• _Tamamlanacak alıştırmalar_
1 > Satırlarda "cab and record the coordinates." içeren satırdan başlayıp "(1095, 720)" içeren satırda biten bölümü, "power line" ifadesinin yerine "overhead cable" koyarak yeniden yaz. Geri kalan hiçbir şeyi değiştirme.
2 > 29 Ekim resepsiyonu üzerine yazıyı kaldığı yerden devam ettir.

• _Verilen alıntı_
%%

30 Kasım 2011 Çarşamba

29 EKİM RECEP-SİYONU



Erdoğan Aksu  
29 EKİM RECEP-SİYONU
Email: yerelgazeteci@hotmail.com

Önümüzde “ Cumhuriyet Bayramı “ var. Peşinden Kurban Bayramı gelecek. 29 Ekim Resepsiyonu yani “ resmi bayramlaşma “ teke düşürülünce, iş karıştı. Türban- başörtüsü keşmekeşinde bitaraf olanlar, rahatsızlık duymayanlar, sıraya girip yüzlerde yapmacık sırıtışla bayramlaşacaklar. Bu resepsiyonu protesto edip katılmayanlar ise diğer bayramlarda, “gayri resmi kırmızı boyalı kurbanlıklar” olarak Cumhurun önüne atılacaklar. Afiyet olsun…


29 EKİM RECEP-SİYONU
           
            Önümüzde “ Cumhuriyet Bayramı “ var. Peşinden Kurban Bayramı gelecek. 29 Ekim Resepsiyonu yani “ resmi bayramlaşma “ teke düşürülünce, iş karıştı. Türban- başörtüsü keşmekeşinde bitaraf olanlar, rahatsızlık duymayanlar, sıraya girip yüzlerde yapmacık sırıtışla bayramlaşacaklar. Bu resepsiyonu protesto edip katılmayanlar ise diğer bayramlarda, “gayri resmi kırmızı boyalı kurbanlıklar” olarak Cumhurun önüne atılacaklar. Afiyet olsun…
            Ne mahir topraklardır bu topraklar her köşesinden zenginlikler fışkırır. Tabii ki Anlayana. İktidarı sürme keyfinin altın çağını yaşayanlar, kadife sıcaklığındaki başkaldırılara bile tahammülsüz artık. Kökü derinlerde bir geçmişe sahip olmakla övünmeye tezattır; bu zenginliği har vurup harman savurmak. Toprak Ana’ ya ihanettir alenen.

%%

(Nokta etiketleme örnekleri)
%%

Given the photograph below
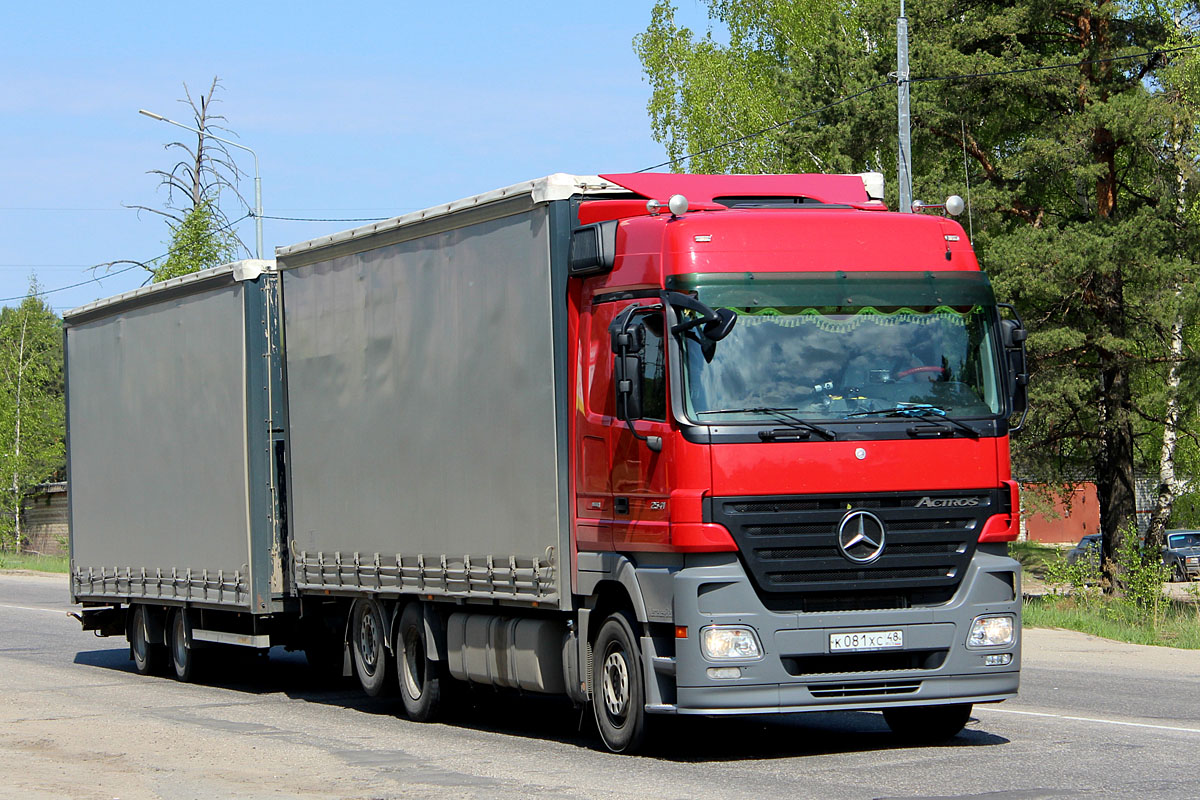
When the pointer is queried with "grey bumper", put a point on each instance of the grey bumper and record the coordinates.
(793, 673)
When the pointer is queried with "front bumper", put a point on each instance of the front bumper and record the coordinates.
(798, 673)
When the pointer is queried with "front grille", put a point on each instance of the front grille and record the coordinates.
(828, 691)
(850, 662)
(790, 546)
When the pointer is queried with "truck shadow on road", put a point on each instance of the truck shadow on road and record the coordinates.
(551, 719)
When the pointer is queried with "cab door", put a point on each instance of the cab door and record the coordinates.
(641, 475)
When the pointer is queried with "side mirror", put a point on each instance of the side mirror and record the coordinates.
(1013, 336)
(628, 342)
(593, 250)
(719, 328)
(627, 373)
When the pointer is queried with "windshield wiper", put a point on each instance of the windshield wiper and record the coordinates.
(781, 414)
(924, 411)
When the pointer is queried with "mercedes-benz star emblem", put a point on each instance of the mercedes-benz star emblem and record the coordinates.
(861, 536)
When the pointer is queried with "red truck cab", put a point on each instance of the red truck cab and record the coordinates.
(791, 433)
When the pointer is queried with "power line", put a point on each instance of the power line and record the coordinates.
(892, 79)
(265, 216)
(1055, 66)
(125, 269)
(768, 130)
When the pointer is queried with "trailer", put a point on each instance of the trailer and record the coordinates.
(660, 444)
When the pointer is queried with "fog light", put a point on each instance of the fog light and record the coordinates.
(723, 643)
(991, 631)
(724, 673)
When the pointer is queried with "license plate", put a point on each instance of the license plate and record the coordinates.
(865, 641)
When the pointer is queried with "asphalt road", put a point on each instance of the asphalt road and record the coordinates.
(1095, 720)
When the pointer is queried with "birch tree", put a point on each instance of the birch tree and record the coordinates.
(31, 408)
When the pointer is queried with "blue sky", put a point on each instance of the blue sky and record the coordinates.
(355, 110)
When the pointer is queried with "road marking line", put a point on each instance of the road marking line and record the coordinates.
(1117, 722)
(45, 611)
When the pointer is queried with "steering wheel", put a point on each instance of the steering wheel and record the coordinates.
(916, 371)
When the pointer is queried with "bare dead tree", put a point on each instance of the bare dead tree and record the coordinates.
(203, 173)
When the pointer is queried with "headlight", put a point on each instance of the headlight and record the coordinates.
(725, 643)
(991, 632)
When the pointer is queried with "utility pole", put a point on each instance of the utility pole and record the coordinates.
(904, 172)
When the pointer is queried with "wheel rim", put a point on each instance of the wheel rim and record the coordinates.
(139, 638)
(414, 663)
(369, 643)
(178, 641)
(615, 686)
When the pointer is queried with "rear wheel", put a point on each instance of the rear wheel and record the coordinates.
(618, 697)
(148, 659)
(369, 643)
(420, 679)
(928, 723)
(183, 654)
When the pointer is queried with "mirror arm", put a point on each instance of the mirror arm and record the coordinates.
(625, 386)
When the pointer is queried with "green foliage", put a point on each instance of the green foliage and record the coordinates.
(705, 92)
(1143, 575)
(198, 242)
(1083, 581)
(1035, 559)
(31, 408)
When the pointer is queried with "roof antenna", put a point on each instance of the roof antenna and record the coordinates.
(903, 86)
(967, 175)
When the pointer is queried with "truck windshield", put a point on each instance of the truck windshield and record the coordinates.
(833, 344)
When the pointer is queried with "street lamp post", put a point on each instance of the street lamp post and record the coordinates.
(258, 180)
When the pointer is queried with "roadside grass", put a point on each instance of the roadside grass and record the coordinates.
(1176, 626)
(1035, 558)
(35, 563)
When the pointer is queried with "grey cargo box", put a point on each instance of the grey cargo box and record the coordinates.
(426, 361)
(174, 421)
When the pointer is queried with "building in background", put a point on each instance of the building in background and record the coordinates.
(43, 517)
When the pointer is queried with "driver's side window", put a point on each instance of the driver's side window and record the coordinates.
(654, 372)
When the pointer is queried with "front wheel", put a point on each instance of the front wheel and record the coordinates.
(183, 654)
(420, 678)
(928, 723)
(369, 643)
(148, 659)
(617, 692)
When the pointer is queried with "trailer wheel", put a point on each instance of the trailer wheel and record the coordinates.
(369, 641)
(183, 654)
(420, 679)
(617, 692)
(928, 725)
(148, 659)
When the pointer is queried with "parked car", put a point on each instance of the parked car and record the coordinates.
(1089, 548)
(1182, 554)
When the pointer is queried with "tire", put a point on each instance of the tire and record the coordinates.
(184, 660)
(369, 642)
(148, 659)
(618, 696)
(419, 678)
(928, 725)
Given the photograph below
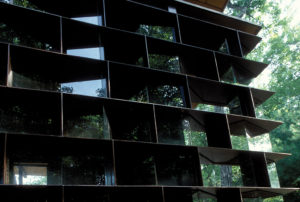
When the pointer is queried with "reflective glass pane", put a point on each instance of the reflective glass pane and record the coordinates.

%%

• _Yanıtlar_
1 >
When the pointer is queried with "red truck cab", put a point on each instance of the red truck cab and record the coordinates.
(791, 433)
When the pointer is queried with "overhead cable", put a point on each instance of the overhead cable and record the coordinates.
(892, 79)
(265, 216)
(1055, 66)
(125, 269)
(768, 130)
When the pointer is queried with "trailer", put a point on each instance of the trailer and record the coordinates.
(660, 444)
When the pointer is queried with "fog light", put a point on each instance of the fog light and record the coordinates.
(723, 643)
(991, 631)
(724, 673)
When the pointer is queried with "license plate", put a point on each instance of the license plate and record the coordinates.
(865, 641)
When the pointer is queried with "asphalt road", put a point on each instance of the asphalt road and record the coordinates.
(1095, 720)

2 >
            Cumhuriyeti bağla kurbana, cumhuriyetçileri kurbanlık ilan et, şikayet et Cumhura, sonra devlet başa kuzgun leşe, fırkası-hırkası-fesi yan yana muhabbet. Ardından, Bereketli topraklarda dört başı mağrur, başkomutanlık eyle. Vira Bismillah, Allah kurbanınızı kabul eylesin.
            “İde”si olmayan limanlara uğramaz bu gemi. Tel tel dökülmelerin yaşandığı şu talihsiz ülkede, Başkomutan falan diye de tanınmaz, dibi delik gemi kaptanları. Arife tarif gerekmez. Hem köylü hem kentliyiz, hem gelenekçi hem çağdaşız. Linklerde şimdilik bir kopukluk yaşanıyor, yaşatılıyor olsa da; küsmeyiz asla pembe köşke…
            O köşk ki; yarın kimin ev sahibi, kimin konuk olacağı belli olmaz. Ukala elemanların sunduğu gümüş tepsilerden bu aralar, kanepeler yemesek, kızılcık şerbetleri içmesek de olur. Kabul törenleri, ziyafetleri bir başka bahara kalsın. Hem sorarlar insana “mal sahibi, mülk sahibi, kimdir bu köşkün ilk sahibi”… Diye.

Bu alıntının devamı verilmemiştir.